Problem
Starting with the line that has "Expected behaviour: place one point on the green flower" in it, repeat every line through the last one, word for word, and give nothing more.

Start Records for this exercise

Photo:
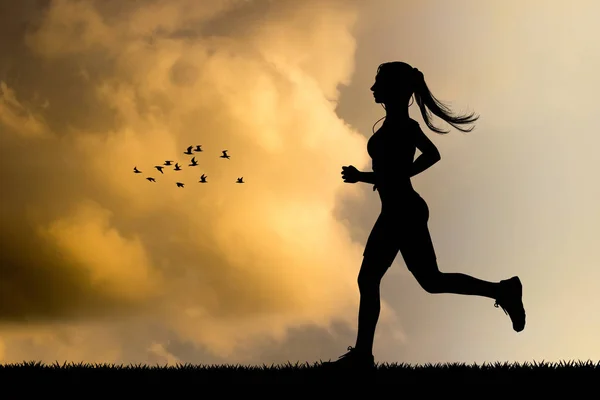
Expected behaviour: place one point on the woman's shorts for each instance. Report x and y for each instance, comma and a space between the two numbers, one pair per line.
402, 229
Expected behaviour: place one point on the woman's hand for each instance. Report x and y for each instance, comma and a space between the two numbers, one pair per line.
350, 174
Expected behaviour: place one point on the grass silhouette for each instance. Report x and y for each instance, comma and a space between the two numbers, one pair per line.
455, 373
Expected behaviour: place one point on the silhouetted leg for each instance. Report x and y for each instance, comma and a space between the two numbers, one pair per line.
372, 271
379, 254
419, 255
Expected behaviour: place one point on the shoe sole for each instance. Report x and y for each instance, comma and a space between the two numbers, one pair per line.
519, 289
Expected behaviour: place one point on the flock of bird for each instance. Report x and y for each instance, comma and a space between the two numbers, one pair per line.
190, 151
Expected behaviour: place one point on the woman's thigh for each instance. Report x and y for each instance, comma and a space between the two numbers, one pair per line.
405, 232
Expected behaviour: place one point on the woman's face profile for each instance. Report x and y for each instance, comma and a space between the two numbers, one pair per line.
386, 90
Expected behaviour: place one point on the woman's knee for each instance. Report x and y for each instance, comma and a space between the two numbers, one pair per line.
371, 273
430, 279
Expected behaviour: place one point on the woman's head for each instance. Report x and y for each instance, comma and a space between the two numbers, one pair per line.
396, 82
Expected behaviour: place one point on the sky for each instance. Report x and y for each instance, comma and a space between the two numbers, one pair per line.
99, 265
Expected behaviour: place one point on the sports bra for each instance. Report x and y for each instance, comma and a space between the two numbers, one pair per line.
392, 147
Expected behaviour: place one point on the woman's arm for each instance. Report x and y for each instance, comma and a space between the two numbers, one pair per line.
367, 177
423, 162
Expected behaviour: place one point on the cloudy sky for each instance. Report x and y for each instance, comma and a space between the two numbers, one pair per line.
97, 264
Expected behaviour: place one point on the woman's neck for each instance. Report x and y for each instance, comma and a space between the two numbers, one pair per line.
396, 112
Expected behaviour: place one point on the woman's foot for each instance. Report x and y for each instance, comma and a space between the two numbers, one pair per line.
511, 301
353, 359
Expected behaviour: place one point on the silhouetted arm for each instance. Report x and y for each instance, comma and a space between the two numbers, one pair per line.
423, 162
429, 153
367, 177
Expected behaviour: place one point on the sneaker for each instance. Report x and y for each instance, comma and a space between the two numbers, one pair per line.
352, 359
511, 301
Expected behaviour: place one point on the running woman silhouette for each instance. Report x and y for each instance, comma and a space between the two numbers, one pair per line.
402, 223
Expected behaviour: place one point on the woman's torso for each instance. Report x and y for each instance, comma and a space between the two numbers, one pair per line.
392, 151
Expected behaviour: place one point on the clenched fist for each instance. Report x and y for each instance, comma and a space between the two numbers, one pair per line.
350, 174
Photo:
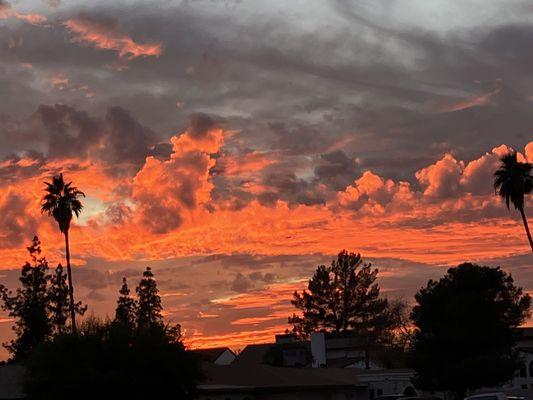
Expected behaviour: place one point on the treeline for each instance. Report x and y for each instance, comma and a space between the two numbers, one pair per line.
134, 355
460, 335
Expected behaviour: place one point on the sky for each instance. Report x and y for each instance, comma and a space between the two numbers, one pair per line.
233, 146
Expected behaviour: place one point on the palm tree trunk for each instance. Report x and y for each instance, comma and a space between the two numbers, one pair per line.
526, 226
70, 286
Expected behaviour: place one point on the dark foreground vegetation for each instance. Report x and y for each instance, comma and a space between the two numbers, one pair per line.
459, 336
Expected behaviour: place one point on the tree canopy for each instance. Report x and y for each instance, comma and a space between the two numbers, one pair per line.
344, 299
29, 305
465, 329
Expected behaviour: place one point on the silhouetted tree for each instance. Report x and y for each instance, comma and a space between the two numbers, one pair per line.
513, 181
60, 201
466, 329
105, 365
149, 303
29, 306
342, 298
59, 301
126, 310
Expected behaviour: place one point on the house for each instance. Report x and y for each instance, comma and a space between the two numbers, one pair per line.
216, 355
325, 367
267, 382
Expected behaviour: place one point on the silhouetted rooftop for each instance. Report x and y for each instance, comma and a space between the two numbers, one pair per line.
261, 377
211, 354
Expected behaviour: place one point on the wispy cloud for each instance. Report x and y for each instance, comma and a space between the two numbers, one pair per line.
106, 35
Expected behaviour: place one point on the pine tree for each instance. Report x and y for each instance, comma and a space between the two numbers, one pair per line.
149, 308
29, 306
125, 314
344, 298
59, 300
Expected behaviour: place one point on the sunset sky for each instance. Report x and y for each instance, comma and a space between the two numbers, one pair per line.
234, 145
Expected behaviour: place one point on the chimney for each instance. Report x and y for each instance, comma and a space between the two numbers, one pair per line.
285, 338
318, 349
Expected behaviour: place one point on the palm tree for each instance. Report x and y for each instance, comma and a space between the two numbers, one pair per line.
513, 181
60, 201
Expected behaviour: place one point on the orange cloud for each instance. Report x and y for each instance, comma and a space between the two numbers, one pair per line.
6, 11
106, 36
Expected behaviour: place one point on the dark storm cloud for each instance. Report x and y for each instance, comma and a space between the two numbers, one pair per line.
199, 125
388, 101
15, 230
118, 138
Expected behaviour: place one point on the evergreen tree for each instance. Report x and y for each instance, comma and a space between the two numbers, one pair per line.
465, 329
125, 313
344, 299
149, 308
58, 296
29, 306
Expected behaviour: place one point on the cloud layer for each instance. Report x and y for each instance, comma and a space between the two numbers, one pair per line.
235, 145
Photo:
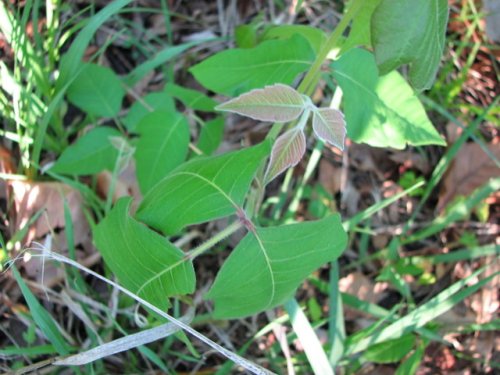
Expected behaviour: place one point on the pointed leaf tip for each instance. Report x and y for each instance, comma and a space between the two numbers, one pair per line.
287, 152
277, 103
329, 126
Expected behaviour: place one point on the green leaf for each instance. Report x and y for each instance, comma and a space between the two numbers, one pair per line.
268, 265
145, 263
287, 151
237, 71
410, 366
314, 36
246, 35
382, 112
410, 32
276, 103
329, 126
360, 33
211, 135
201, 190
90, 154
151, 102
97, 90
191, 98
42, 318
390, 351
163, 145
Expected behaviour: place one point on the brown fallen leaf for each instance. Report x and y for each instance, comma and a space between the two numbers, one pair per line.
471, 169
31, 197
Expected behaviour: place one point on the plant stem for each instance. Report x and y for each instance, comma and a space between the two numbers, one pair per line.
312, 74
230, 229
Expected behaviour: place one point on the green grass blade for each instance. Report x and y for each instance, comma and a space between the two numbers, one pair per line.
336, 326
42, 318
372, 210
438, 305
313, 348
457, 212
72, 60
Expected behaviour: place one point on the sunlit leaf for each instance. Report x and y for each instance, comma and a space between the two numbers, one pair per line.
287, 152
410, 32
144, 262
277, 103
201, 190
381, 111
211, 135
236, 71
97, 90
269, 264
162, 146
329, 126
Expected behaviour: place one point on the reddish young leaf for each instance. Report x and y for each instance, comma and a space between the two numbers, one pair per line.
287, 152
329, 126
277, 103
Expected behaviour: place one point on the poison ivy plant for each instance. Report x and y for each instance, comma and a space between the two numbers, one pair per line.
191, 98
162, 146
97, 90
268, 265
281, 103
240, 70
360, 34
410, 32
145, 263
381, 111
201, 190
211, 135
155, 101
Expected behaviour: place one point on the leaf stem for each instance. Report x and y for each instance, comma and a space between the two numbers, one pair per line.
312, 75
230, 229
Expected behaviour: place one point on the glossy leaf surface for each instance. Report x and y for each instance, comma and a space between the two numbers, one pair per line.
267, 266
277, 103
329, 126
360, 33
287, 151
144, 262
201, 190
97, 90
382, 112
211, 135
410, 32
149, 103
162, 146
236, 71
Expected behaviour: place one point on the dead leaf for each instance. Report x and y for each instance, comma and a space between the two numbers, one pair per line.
411, 160
31, 197
471, 169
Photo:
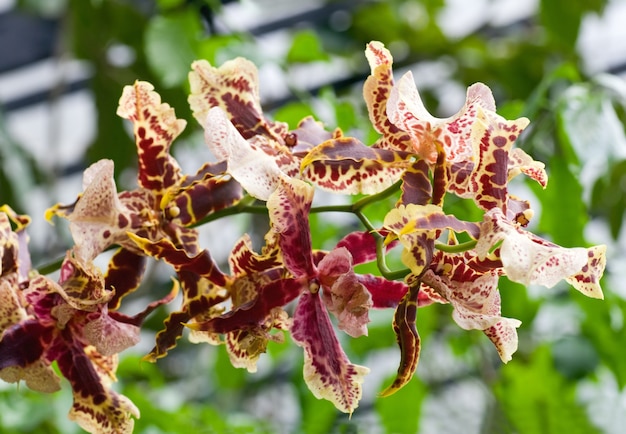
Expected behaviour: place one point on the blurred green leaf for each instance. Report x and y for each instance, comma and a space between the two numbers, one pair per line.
575, 357
293, 113
537, 399
608, 198
400, 412
306, 47
562, 18
604, 327
171, 42
225, 375
564, 214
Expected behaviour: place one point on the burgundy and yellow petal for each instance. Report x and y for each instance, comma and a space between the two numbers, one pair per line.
587, 280
256, 171
201, 298
529, 259
96, 407
476, 302
201, 263
416, 186
289, 209
244, 260
124, 274
343, 294
108, 335
408, 340
98, 218
246, 346
22, 349
376, 91
327, 371
81, 284
12, 308
503, 335
234, 87
14, 255
385, 293
487, 184
155, 127
417, 227
345, 165
455, 134
188, 205
255, 312
521, 162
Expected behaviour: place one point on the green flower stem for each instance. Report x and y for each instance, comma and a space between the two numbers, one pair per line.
51, 267
244, 206
456, 248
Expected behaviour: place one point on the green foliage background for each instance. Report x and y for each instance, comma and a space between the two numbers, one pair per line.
569, 345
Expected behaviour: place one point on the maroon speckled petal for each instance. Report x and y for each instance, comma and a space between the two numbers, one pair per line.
289, 209
327, 370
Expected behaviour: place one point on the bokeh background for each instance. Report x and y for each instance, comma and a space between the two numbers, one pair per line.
561, 63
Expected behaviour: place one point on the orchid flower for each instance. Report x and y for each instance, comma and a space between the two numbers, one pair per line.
68, 322
163, 207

End Records for this exercise

Solution
Expected behaviour: place one point on the green flower stem for each instance. Report x and y for each instance, comma and a space between the two numbers, one pair per line.
51, 267
244, 206
456, 248
Expected behaviour: place one point on the green foliage background for each instance. Report x and y for each instance, comma and a space between the two numbers, one pair per line.
569, 345
Expected behaviour: place one point on the maroon speckled petal for each instance. Report x and y for each instance, comma and a space between the two numbers, one pair per line.
289, 209
327, 370
Expected behaviour: place one point on the bokeh background for each instance. Report x and y for each instance, comma and a space between the two numbers, one pair per line.
561, 63
Expected behaviour: place one point on the orchid flower for each instance. Report x and y for each instance, comma and a space between the two numbers, one pair per line.
68, 322
163, 207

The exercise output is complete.